ISTRUZIONI:
(a) Nel testo sulla sagra di San Martino al Cimino, riporta il passo che comincia con le parole "La Sagra di" e termina con "un prezzo convenzionato.", sostituendo "vin brulè" con "vino caldo".
(b) Prosegui il testo sulla sagra di San Martino al Cimino dopo l'ultima frase riportata.

TESTO CITATO:
▼

Il borgo di San Martino al Cimino
Nella suggestiva cornice del borgo laziale sarà possibile trascorrere due fine settimana in allegria, rivivendo l’atmosfera ed i sapori del passato legati alla tradizione contadina. Padelloni pronti e cataste di legna accumulate per il taglio del nastro della 30^ edizione della festa della castagna a cui si abbina la 2^ edizione della sagra del fungo porcino.

Caldarroste a San Martino al Cimino
L’evento, che intende promuovere una serie di iniziative specifiche mirate alla diffusione e alla valorizzazione dei due prodotti principe dell’economia locale, è organizzato dalla Pro Loco di San Martino al Cimino con il patrocinio del Comune di Viterbo. Per due fine settimana, il 14, 15, e il 21, 22 ottobre nella frazione di Viterbo si gusteranno caldarroste, funghi e tutti i sapori del bosco d’autunno, di cui questo territorio è, da sempre, zona di produzione privilegiata. Alla sagra sono presenti esclusivamente e rigorosamente le castagne del paese: la marrone (la femmina). Per tutte le quattro giornate il Palazzo Donna Olimpia Pamphilj apre alle visite guidate dopo tanti anni di chiusura.
La Sagra di San Martino al Cimino è una delle manifestazioni più consolidate del territorio ed ogni volta è in grado di attirare un elevato numero di visitatori, richiamati sia dalle prelibatezze disponibili nei vari stand presenti, sia dai tantissimi eventi in calendario: mercatini, animazione per bambini, giocoleria, musica e mangiafuoco, falconeria e molto altro. Assolutamente da non perdere le deliziose caldarroste preparate in piazza all’interno di enormi padelloni ed accompagnate da piacevole vin brulè.

Funghi porcini
L’aspetto enogastronomico della manifestazione è curato anche dai rinomati ristoranti di San Martino al Cimino che, in occasione della sagra, proporranno menù a base di funghi porcini e castagne ad un prezzo convenzionato.
IL PROGRAMMA NEL DETTAGLIO: sabato 14 ottobre, tra Piazza Nazionale e Piazza Mariano Buratti, a partire dalle 10.30 apertura della sagra, cottura e distribuzione di castagne e vin brulè e apertura stand gastronomici della Pro Loco con piatti tipici e mercatini artigianali e del Museo dell’Abate (permanente). Svariate le attività d’intrattenimento dai giochi in legno alla giostra ecologica, all’allestimento del “Bosco Autunnale” a cura del vivaio Paparozzi, dall’escursione storico-naturalistica alle visite guidate a Palazzo Doria Pamphilj. Nel pomeriggio, a partire dalle 15, esibizione delle sbandieratrici e del Gruppo Storico Musicale Città di Viterbo; i figuranti itineranti La Contesa; dimostrazione di ricerca sotto macerie a cura dell’Unità Cinofila; in serata dalle 19, spettacoli di danza e musica dal vivo con il gruppo Hotel Supramonte.

▲

ESTRATTI DEL DATASET:
▼

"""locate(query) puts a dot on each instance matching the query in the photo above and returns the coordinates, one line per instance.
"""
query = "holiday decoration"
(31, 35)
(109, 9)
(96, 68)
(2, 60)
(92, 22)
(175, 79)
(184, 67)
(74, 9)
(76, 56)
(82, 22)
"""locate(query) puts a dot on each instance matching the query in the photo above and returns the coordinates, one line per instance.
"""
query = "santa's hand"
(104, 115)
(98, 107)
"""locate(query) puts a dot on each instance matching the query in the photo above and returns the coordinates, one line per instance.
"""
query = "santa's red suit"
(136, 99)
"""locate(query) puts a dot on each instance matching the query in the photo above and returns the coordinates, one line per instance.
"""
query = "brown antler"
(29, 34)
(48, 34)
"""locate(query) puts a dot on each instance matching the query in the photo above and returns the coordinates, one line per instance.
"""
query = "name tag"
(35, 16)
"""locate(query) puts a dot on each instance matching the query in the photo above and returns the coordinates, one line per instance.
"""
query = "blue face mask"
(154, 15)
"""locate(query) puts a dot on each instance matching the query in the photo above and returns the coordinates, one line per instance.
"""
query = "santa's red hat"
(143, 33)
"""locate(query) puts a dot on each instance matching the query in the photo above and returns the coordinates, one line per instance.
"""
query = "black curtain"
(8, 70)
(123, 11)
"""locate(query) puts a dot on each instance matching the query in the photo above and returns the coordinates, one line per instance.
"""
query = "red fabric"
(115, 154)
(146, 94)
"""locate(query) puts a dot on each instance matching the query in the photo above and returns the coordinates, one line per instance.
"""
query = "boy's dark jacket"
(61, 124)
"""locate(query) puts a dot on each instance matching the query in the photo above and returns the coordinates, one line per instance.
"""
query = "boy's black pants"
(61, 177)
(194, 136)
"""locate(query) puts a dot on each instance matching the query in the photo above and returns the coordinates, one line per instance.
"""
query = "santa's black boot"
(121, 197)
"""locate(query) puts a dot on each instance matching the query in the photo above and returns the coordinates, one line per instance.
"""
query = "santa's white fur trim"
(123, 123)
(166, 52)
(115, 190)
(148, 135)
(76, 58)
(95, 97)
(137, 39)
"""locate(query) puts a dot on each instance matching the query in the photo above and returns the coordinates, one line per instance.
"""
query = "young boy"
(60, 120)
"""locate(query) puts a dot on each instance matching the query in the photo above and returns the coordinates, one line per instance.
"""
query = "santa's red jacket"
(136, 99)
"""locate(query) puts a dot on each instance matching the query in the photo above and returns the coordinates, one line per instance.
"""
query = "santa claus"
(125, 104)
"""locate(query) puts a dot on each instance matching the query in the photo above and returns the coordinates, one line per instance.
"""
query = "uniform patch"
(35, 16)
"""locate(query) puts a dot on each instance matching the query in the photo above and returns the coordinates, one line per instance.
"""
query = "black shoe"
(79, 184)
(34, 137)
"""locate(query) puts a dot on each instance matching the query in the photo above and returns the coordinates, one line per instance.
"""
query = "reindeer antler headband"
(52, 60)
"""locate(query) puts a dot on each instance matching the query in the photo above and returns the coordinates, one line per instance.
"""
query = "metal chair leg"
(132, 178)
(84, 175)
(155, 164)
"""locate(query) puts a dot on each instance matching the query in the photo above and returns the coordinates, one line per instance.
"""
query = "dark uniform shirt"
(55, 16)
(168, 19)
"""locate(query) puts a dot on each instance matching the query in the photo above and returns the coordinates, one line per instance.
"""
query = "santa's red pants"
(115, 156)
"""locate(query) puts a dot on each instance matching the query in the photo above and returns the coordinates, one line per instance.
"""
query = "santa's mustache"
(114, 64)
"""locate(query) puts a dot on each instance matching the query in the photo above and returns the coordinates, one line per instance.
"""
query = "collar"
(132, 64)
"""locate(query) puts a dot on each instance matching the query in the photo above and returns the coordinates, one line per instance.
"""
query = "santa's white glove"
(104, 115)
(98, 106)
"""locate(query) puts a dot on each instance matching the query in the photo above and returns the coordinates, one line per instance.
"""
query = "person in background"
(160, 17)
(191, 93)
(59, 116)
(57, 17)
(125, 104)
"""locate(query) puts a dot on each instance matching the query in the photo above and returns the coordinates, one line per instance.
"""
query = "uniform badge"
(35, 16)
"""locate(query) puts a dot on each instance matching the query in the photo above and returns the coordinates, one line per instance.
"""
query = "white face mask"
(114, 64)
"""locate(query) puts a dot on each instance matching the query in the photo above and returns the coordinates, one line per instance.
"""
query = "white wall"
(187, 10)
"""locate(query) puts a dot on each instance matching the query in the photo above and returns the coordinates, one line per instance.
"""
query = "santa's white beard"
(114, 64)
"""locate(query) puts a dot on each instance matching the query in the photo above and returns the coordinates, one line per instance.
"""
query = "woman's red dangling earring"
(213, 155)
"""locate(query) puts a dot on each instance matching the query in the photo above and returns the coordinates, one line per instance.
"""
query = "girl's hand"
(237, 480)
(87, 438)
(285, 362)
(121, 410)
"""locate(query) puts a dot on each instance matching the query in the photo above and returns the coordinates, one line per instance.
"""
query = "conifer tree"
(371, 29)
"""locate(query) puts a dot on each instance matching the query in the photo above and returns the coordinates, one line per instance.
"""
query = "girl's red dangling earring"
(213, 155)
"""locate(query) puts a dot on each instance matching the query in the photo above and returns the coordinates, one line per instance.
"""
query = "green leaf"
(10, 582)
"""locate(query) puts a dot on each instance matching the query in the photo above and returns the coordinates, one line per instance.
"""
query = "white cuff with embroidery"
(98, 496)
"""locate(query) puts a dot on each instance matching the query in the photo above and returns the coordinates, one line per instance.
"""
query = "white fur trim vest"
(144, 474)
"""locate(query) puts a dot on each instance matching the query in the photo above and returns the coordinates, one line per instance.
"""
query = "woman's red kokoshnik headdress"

▲

SOLUZIONI:
(a)
La Sagra di San Martino al Cimino è una delle manifestazioni più consolidate del territorio ed ogni volta è in grado di attirare un elevato numero di visitatori, richiamati sia dalle prelibatezze disponibili nei vari stand presenti, sia dai tantissimi eventi in calendario: mercatini, animazione per bambini, giocoleria, musica e mangiafuoco, falconeria e molto altro. Assolutamente da non perdere le deliziose caldarroste preparate in piazza all’interno di enormi padelloni ed accompagnate da piacevole vino caldo.

Funghi porcini
L’aspetto enogastronomico della manifestazione è curato anche dai rinomati ristoranti di San Martino al Cimino che, in occasione della sagra, proporranno menù a base di funghi porcini e castagne ad un prezzo convenzionato.

(b)
Palazzo Doria Pamphilj
Domenica 15, al programma mattutino del giorno precedente si aggiungono dalle 10.30 l’esibizione per grandi e piccini di tiro con l’arco con la Compagnia Balestrieri Città di Amelia; dalle 16.30 spettacolo dei Falconieri in Piazza Duomo e sagrato della chiesa; alle 17 a Piazza Nazionale esibizione di Mammo Rappo; dalle 17.30 in Piazza Mariano Buratti, conferenza “I funghi della Tuscia”; alle 18, spettacolo di cabaret con Alessio Avitabile e dalle 20.30 esibizione del gruppo musicale Blues for Rent. Sabato 21, al programma mattutino del week end precedente si aggiungono, dalle 15, in Piazza Mariano Buratti la rappresentazione teatrale “I Templari a Viterbo” a cura de “La Contesa”; dalle 16.30 esibizione delle Sbandieratrici e del Gruppo Storico Musicale Città di Viterbo; dalle 17.30 a Palazzo Doria Pamphily, la castagna dei monti cimini “Panorami e prospettive”; dalle 19 sempre in Piazza Mariani Buratti, esibizione del gruppo 4×4 e dalle 20.30 del gruppo Ramiccia. Domenica 22 al programma mattutino del giorno precedente, si aggiungono dalle 10.30 l’esibizione in Piazza Nazionale della Compagnia Balestrieri Città di Amelia di tiro con la balestra; dalle 11, sfilata di auto 500 a cura del “Cinquecento Tuscia Club”;

Caldarroste a San Martino al cimino
dalle 15 esibizione delle Sbandieratrici e del Gruppo Storico Musicale Città di Viterbo; dalle 16 rappresentazione teatrale “I Templari di Viterbo” in Piazza Mariano Buratti; dalle 16.30 spettacolo dei Falconieri in Piazza Duomo e sagrato della chiesa; dalle 17.30 lungo le vie del paese spettacolo musicale Lesto Funky e gran finale dalle 20 in Piazza Mariano Buratti con l’esibizione del gruppo musicale King’s Cafè, cover band ufficiale del grande e Elvis.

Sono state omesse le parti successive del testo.